▸ **Request**: Copy the material below, starting at the line that contains "Q: Point out every instance of the dark pool" and ending with the line that contains "x=692 y=200". Include the requests. In the answers, multiply each pixel coordinate by 2.25 and round it to a whole number, rounding halves up. Leave the requests and their sample coordinates unchanged, and return only those lines.

= = = = =

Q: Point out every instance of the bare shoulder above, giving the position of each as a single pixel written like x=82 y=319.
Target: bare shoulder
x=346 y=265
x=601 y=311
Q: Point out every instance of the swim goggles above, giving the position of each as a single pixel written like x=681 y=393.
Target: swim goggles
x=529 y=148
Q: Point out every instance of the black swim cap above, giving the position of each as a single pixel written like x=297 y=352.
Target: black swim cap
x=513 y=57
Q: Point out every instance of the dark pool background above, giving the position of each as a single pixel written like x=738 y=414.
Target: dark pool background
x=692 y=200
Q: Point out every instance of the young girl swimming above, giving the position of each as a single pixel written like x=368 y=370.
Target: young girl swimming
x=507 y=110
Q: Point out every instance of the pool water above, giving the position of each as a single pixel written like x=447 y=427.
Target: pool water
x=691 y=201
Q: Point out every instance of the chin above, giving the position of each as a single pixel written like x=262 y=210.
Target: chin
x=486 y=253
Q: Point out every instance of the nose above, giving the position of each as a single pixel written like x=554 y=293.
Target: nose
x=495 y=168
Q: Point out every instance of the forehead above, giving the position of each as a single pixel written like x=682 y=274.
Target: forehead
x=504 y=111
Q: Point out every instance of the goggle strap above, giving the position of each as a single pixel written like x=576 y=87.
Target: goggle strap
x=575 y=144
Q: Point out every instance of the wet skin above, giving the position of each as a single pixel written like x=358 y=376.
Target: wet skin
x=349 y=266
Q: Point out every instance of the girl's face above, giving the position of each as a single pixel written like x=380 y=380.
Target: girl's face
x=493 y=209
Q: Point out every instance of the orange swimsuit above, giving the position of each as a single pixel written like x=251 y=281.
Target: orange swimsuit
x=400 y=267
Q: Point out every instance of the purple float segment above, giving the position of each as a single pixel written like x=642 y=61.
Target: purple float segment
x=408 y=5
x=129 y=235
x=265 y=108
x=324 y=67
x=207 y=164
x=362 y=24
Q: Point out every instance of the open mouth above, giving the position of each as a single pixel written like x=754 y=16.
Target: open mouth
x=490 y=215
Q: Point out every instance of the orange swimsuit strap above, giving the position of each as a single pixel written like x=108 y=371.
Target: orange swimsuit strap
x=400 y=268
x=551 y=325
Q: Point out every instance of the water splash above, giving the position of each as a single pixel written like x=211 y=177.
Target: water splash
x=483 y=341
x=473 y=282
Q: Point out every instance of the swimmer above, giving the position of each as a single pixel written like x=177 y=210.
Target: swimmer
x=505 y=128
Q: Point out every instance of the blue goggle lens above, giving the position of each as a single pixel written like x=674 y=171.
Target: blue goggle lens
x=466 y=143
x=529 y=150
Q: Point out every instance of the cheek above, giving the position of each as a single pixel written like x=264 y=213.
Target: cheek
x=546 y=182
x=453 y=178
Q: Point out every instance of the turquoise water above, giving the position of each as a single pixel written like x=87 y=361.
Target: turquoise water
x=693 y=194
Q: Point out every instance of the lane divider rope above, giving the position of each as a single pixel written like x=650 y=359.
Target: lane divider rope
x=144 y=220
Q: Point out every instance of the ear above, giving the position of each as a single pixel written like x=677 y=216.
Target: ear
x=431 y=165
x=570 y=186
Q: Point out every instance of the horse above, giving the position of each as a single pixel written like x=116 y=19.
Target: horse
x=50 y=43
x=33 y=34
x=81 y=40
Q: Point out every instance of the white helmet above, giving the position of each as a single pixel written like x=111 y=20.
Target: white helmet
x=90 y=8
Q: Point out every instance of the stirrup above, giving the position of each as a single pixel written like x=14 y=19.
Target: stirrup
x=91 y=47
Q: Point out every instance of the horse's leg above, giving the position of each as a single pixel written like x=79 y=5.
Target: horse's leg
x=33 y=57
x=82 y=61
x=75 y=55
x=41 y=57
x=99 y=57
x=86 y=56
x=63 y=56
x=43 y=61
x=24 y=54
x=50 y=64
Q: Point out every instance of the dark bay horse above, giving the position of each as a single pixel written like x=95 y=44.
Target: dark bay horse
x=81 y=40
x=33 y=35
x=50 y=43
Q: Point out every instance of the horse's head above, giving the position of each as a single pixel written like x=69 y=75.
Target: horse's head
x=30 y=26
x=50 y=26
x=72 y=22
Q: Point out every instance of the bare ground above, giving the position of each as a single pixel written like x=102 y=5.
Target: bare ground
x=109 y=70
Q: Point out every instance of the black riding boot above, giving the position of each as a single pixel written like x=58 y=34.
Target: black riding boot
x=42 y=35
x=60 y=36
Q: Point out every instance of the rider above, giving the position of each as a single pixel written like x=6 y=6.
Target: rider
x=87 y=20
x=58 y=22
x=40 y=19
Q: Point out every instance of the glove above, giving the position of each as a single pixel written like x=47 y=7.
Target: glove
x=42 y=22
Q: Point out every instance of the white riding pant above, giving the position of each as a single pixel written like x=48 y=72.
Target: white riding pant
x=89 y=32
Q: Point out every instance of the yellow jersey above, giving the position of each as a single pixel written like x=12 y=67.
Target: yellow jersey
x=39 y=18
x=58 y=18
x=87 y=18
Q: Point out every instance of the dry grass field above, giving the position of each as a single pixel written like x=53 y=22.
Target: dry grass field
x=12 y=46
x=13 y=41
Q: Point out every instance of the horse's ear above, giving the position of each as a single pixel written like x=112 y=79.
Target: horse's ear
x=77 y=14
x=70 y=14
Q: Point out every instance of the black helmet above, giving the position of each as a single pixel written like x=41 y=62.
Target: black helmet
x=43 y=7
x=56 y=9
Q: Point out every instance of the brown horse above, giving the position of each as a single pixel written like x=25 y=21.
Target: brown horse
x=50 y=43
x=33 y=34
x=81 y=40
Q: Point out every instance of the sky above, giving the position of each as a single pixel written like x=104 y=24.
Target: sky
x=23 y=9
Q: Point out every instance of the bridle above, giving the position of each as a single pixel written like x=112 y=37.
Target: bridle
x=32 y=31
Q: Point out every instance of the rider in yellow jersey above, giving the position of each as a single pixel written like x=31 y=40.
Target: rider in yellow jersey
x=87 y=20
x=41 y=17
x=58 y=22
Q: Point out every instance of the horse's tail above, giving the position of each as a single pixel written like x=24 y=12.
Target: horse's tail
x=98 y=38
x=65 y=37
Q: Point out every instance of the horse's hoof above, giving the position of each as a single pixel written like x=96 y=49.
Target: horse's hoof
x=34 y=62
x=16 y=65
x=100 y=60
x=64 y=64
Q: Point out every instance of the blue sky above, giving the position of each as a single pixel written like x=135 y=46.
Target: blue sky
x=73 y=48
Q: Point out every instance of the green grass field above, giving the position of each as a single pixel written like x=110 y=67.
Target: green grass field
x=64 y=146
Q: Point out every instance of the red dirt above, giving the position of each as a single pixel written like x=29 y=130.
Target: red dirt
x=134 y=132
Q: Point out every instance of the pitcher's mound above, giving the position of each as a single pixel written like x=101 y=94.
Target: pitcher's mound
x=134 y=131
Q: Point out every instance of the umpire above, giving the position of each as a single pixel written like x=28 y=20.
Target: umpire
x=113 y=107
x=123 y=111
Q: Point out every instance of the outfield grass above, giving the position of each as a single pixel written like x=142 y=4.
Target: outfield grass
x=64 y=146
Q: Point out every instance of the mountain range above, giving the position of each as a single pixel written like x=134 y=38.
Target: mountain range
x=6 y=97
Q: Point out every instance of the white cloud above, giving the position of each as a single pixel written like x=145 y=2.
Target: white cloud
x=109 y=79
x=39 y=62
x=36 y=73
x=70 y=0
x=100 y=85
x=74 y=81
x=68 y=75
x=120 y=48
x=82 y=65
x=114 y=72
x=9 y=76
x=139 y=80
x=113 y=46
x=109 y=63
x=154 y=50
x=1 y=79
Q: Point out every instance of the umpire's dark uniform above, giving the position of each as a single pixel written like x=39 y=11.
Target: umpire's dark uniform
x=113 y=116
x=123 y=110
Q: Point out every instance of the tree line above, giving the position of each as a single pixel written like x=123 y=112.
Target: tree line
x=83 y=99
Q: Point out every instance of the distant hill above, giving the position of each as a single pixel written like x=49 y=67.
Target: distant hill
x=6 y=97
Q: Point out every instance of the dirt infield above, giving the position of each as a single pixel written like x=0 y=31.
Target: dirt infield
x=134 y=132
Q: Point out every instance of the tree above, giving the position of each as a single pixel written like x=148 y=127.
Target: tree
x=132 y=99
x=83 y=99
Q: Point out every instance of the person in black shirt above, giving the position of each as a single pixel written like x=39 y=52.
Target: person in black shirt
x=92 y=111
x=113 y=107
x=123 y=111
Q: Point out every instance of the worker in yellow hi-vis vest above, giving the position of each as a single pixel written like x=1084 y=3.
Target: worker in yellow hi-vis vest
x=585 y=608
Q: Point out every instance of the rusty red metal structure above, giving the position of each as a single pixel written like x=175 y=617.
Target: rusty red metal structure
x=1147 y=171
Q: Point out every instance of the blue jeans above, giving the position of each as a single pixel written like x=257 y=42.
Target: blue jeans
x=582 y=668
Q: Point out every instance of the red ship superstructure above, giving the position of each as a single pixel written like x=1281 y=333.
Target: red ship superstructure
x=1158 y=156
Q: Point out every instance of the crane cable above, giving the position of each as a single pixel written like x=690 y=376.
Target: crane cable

= = = = =

▸ **Task output**:
Q: Point out every instance of the dark pool background above, giving the position of each as a single pixel written like x=738 y=414.
Target: dark pool background
x=1557 y=450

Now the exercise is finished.